DIRECTIVE: Edit the rows from the line containing "Where is each instance of the fruit" through the end of the rows, changing "fruit topping" to "plum topping" and leaving everything else the same, and give back only those lines.

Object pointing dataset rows
········

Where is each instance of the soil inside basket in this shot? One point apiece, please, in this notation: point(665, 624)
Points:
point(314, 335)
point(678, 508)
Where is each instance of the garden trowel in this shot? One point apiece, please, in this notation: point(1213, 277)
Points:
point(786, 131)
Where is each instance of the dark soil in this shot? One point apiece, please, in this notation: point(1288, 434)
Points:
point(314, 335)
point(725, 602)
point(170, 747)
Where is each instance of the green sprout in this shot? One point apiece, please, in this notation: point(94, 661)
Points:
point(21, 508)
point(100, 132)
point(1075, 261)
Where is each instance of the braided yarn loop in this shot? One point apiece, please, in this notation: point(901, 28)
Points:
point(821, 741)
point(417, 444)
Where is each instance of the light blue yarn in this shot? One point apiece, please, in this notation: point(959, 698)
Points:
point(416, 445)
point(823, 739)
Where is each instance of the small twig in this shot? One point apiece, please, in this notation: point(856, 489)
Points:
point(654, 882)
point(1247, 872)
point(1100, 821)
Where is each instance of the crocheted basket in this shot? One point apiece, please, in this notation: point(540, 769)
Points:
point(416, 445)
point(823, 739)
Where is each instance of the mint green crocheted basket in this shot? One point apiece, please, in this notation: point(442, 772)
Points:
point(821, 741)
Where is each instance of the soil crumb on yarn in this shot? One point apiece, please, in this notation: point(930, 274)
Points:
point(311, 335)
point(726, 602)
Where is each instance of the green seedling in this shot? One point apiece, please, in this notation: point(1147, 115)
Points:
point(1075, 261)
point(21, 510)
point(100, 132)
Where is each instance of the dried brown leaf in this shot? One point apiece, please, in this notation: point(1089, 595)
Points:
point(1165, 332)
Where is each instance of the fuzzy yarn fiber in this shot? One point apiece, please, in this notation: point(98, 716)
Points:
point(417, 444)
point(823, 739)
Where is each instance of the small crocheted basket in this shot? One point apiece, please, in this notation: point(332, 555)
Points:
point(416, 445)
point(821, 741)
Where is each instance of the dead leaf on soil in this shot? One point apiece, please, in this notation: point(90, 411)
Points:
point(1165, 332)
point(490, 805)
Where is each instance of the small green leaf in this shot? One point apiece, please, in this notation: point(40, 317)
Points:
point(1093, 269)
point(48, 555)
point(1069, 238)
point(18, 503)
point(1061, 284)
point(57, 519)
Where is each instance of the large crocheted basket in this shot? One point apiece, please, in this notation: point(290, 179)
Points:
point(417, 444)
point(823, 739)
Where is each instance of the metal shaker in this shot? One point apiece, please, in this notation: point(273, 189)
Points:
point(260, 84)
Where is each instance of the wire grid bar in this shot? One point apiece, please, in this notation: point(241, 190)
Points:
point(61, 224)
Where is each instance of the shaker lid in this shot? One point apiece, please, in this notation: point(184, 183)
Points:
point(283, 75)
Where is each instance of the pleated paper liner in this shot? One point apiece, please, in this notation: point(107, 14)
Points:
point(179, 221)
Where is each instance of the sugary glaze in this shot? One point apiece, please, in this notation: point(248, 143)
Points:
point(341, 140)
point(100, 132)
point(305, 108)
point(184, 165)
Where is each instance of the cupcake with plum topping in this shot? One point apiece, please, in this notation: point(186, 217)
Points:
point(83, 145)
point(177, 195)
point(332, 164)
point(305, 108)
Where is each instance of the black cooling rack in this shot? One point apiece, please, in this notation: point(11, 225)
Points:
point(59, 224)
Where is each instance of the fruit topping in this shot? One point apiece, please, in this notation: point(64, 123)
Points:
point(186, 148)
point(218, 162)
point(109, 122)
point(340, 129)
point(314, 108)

········

WORKED ANSWER:
Where is each instance of the plum topping in this shot? One point apiece, please, in this notation: point(64, 123)
Points:
point(186, 148)
point(218, 162)
point(109, 122)
point(340, 129)
point(314, 108)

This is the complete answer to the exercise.